Work to do -> Copy the stretch of the material from its first line through the line containing "(226, 200), (273, 281)", both included, character for character.

Supplied entries ->
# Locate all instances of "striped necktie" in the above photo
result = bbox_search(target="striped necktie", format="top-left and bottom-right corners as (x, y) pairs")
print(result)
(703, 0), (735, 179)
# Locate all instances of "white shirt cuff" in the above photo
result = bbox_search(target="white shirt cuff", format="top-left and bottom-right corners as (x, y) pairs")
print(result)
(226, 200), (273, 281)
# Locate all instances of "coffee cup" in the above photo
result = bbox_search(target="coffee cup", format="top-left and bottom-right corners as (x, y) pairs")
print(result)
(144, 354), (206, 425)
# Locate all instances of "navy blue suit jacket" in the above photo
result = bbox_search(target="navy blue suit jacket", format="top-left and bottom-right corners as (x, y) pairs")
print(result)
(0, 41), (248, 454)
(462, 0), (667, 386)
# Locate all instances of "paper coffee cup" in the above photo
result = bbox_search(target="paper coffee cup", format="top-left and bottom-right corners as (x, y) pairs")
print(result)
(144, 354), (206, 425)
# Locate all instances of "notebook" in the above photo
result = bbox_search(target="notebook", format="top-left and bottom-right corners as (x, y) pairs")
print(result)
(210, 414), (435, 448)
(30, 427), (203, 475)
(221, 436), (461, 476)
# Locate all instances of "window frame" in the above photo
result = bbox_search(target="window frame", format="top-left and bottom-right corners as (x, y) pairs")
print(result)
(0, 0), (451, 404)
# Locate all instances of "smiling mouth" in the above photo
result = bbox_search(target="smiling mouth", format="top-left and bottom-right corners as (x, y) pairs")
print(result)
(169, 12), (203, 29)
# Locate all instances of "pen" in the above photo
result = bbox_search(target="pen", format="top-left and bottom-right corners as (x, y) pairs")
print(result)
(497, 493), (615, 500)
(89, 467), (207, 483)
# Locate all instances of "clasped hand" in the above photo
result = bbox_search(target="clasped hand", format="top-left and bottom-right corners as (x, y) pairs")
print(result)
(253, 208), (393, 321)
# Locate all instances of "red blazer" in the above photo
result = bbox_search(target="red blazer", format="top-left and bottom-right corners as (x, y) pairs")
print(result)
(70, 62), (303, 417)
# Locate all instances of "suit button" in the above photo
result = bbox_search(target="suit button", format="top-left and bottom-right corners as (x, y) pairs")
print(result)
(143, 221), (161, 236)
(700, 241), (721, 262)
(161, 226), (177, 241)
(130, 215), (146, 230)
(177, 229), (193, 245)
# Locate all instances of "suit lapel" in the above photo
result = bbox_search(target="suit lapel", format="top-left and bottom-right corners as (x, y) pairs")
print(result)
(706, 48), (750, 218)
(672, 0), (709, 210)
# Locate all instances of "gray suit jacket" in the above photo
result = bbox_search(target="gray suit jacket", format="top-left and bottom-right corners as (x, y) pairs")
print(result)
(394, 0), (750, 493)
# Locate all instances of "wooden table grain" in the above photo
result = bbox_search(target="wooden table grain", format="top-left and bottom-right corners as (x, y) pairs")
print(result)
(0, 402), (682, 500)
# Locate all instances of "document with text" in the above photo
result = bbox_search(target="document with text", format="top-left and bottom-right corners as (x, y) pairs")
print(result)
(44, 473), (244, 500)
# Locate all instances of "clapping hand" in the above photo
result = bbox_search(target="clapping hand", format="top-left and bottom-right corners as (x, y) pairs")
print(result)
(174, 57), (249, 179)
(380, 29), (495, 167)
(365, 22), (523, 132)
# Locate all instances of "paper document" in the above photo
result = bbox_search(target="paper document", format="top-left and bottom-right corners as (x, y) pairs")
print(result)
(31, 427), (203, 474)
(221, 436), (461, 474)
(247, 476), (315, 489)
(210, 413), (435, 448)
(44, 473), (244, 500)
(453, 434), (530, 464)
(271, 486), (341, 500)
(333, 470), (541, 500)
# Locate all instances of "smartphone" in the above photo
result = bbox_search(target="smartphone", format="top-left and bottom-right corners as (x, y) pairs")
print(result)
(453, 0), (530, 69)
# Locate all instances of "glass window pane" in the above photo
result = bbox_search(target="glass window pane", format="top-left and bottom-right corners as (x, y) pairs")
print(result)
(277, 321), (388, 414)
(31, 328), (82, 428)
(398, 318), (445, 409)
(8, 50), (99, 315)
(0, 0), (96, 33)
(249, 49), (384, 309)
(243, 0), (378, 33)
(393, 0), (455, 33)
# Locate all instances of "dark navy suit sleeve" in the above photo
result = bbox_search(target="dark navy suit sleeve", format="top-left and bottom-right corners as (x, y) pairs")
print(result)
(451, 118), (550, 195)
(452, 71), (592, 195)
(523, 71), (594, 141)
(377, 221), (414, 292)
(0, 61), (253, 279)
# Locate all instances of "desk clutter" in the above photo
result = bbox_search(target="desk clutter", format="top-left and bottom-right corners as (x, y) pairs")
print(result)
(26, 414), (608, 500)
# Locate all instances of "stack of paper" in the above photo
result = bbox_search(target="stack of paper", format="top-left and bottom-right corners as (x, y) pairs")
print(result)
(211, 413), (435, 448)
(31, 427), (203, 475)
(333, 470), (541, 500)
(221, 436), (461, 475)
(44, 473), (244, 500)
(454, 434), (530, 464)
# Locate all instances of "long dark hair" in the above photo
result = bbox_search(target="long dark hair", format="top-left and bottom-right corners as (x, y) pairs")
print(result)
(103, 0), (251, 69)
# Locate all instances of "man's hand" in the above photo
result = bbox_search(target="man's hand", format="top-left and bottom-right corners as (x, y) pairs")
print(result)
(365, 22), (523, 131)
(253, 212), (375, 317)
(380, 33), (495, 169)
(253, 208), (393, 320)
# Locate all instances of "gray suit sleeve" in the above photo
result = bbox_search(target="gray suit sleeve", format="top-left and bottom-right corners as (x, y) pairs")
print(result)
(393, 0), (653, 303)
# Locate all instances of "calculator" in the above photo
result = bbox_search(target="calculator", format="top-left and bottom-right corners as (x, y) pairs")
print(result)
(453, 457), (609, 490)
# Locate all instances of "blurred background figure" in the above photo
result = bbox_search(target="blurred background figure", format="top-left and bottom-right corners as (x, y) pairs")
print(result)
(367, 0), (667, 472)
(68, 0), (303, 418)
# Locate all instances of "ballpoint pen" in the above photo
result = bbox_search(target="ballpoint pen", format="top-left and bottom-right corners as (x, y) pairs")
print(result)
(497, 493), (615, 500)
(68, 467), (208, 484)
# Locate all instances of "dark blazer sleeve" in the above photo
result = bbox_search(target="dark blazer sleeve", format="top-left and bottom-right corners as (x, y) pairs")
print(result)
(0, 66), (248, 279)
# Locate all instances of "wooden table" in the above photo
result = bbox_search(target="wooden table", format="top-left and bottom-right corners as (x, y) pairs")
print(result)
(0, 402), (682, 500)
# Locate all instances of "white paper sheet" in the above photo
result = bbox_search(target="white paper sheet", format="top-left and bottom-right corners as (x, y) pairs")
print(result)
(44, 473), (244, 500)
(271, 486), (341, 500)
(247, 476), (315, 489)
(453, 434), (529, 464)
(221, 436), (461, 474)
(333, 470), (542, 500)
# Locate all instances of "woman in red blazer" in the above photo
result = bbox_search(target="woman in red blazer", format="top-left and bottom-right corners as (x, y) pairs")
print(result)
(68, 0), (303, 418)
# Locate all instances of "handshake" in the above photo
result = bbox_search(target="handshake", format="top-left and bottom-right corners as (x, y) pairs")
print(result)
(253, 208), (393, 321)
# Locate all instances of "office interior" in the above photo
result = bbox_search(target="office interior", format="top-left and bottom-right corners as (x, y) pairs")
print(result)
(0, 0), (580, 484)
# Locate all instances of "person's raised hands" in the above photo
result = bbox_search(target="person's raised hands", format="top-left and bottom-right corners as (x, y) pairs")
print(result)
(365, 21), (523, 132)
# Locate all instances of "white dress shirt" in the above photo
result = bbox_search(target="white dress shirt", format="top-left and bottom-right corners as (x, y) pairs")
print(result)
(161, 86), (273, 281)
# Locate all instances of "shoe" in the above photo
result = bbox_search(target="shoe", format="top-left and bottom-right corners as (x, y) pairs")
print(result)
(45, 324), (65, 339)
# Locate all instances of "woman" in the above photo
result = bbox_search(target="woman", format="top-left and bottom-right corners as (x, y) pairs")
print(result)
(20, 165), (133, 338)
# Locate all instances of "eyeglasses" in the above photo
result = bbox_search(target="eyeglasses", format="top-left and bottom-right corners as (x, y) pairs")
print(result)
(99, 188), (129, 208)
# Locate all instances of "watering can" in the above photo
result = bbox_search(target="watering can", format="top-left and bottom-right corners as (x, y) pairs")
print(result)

Answer for the task ->
# Locate all instances of "striped necktie" in the above photo
result = bbox_search(target="striped necktie", format="top-left and bottom-right corners as (x, y) pairs")
print(result)
(703, 0), (735, 179)
# Locate all instances of "white shirt cuff" in the above photo
result = bbox_search(target="white shirt cuff", format="top-left and bottom-right corners as (x, y) pairs")
print(result)
(226, 200), (273, 281)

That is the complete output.